* [Task directions]:
Rewrite the records from the line with "the white snow" up to and including the line with "[18,131,32,154]", keeping every request line as it is and offsetting each bounding box coordinate in the answers by adding 95.

[Saved entries]
/---

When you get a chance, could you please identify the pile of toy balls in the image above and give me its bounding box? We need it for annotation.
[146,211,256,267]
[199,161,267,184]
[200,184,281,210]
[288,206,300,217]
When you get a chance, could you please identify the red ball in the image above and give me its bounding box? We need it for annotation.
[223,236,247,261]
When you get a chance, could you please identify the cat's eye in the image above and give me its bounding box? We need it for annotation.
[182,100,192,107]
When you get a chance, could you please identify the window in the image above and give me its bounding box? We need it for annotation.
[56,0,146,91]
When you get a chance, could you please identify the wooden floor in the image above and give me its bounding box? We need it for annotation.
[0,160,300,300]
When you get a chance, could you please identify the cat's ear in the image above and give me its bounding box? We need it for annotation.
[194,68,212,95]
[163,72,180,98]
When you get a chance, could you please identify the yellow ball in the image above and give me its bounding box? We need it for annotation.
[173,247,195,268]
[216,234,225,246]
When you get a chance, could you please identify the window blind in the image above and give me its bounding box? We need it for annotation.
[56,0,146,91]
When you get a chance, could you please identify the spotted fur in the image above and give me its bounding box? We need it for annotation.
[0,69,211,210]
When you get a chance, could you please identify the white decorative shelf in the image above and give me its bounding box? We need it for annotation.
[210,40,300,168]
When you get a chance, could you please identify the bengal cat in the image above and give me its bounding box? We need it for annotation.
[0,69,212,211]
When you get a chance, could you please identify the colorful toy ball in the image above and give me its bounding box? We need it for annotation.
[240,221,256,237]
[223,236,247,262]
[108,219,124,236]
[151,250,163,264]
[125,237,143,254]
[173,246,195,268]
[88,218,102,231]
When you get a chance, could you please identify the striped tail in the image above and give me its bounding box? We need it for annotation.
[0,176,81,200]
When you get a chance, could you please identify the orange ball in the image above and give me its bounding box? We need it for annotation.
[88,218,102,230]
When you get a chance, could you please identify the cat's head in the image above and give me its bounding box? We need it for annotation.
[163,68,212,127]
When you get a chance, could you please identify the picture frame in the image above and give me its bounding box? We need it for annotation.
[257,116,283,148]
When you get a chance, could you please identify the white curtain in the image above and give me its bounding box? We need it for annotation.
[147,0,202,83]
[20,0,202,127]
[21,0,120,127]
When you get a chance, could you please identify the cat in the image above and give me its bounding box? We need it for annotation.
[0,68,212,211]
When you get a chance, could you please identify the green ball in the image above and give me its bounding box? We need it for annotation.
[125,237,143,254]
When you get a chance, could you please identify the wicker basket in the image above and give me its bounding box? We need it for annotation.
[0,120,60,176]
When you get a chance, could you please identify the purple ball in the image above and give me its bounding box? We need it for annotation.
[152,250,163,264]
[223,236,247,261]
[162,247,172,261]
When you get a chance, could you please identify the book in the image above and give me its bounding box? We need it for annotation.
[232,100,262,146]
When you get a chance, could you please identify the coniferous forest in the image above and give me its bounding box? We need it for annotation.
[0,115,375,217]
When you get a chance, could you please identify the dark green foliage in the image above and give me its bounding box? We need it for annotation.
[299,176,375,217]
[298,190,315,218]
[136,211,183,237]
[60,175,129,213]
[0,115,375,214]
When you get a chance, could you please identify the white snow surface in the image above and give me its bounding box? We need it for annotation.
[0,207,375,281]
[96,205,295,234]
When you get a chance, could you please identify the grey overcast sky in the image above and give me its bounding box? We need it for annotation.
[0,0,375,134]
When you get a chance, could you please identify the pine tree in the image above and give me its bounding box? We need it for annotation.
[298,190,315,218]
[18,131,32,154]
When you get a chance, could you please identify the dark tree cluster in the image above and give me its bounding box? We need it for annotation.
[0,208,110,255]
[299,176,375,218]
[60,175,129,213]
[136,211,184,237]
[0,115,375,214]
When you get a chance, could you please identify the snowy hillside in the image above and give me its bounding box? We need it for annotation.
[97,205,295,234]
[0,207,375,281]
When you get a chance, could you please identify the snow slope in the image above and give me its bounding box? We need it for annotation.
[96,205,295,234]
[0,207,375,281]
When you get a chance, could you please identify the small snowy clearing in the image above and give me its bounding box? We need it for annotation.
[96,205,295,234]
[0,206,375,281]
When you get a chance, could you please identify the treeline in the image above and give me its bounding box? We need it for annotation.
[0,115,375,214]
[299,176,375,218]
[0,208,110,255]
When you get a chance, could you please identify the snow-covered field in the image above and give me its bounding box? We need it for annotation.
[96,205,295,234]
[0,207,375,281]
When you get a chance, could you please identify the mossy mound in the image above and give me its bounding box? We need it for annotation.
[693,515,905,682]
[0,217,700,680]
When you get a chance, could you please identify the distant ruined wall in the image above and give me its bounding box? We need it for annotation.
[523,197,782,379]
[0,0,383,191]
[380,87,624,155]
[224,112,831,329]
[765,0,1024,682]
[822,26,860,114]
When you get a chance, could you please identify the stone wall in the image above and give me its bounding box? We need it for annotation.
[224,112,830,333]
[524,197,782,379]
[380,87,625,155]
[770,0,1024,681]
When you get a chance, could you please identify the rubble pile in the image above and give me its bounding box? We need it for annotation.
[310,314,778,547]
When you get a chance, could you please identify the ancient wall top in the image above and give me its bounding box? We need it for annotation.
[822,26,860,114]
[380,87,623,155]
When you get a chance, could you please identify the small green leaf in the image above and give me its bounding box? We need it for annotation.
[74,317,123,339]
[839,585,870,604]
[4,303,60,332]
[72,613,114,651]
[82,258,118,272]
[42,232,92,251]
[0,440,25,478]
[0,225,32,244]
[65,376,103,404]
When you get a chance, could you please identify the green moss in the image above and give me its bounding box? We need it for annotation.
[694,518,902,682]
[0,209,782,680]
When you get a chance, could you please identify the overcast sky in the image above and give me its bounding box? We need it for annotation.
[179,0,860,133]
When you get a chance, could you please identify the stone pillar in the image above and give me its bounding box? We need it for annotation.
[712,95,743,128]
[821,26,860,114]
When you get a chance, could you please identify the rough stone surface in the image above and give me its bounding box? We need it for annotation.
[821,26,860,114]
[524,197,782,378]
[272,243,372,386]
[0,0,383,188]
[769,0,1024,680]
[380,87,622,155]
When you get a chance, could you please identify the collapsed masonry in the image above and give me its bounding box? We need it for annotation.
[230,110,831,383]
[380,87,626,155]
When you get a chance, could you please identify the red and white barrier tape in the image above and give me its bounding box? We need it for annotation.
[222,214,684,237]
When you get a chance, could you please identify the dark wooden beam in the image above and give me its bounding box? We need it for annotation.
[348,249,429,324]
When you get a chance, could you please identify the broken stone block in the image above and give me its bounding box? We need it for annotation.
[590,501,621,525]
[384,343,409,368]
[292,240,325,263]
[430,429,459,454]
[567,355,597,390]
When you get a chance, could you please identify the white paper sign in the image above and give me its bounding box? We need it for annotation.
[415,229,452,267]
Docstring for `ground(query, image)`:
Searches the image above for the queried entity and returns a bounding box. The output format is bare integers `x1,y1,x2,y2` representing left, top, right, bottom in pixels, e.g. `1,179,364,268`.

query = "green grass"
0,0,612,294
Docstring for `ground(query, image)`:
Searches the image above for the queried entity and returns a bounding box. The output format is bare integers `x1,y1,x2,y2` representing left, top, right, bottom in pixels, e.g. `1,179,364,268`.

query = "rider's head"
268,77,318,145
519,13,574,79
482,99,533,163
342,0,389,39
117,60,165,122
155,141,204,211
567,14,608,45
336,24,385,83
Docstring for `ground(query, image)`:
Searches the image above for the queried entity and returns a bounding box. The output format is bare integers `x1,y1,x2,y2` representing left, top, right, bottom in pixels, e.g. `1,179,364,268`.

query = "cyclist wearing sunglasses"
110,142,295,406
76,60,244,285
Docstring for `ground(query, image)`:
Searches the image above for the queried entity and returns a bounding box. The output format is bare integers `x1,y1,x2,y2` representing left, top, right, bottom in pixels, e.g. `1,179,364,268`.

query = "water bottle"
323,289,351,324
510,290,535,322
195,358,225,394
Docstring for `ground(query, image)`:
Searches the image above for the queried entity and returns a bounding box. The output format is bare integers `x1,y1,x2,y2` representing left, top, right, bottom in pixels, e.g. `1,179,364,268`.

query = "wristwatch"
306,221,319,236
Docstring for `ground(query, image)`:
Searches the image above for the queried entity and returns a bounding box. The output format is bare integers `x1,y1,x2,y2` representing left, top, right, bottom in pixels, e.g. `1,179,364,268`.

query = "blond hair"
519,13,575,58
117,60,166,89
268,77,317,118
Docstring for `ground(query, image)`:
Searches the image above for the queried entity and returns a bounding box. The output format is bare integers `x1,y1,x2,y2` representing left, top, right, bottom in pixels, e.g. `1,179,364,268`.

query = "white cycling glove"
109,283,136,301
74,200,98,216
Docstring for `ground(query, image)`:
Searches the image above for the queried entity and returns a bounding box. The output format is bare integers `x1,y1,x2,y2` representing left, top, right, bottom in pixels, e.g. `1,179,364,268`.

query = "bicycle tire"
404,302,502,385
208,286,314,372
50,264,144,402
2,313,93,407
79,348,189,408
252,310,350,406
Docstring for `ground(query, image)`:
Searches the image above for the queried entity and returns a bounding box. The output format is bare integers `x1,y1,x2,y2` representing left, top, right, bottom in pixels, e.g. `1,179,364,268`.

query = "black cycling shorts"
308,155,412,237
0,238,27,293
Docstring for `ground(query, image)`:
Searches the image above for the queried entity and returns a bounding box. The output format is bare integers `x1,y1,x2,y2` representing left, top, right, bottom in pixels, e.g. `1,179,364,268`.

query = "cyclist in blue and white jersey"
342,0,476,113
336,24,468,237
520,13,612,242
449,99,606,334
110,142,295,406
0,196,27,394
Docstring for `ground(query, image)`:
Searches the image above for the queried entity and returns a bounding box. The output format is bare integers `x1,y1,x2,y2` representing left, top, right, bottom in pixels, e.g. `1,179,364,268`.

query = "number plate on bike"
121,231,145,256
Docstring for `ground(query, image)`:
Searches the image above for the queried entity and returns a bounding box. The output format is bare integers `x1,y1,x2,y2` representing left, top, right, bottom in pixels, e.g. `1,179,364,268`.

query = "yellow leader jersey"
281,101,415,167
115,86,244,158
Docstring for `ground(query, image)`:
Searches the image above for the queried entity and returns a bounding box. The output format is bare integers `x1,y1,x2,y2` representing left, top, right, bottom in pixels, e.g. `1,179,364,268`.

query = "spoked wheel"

\---

* [Output]:
When you get a chance, could you please identify the white snow surface in the image above and give me its bounding box? We need it for annotation.
[95,302,470,376]
[191,300,390,329]
When you get a chance, could you please identify the grey overcast sky in the image above and give me its bounding box? We need it for annotation.
[95,95,470,229]
When you get a chance, could you please identify the pine tree in the image above and give me its bounding box? We need it for annotation.
[393,285,410,313]
[113,226,127,249]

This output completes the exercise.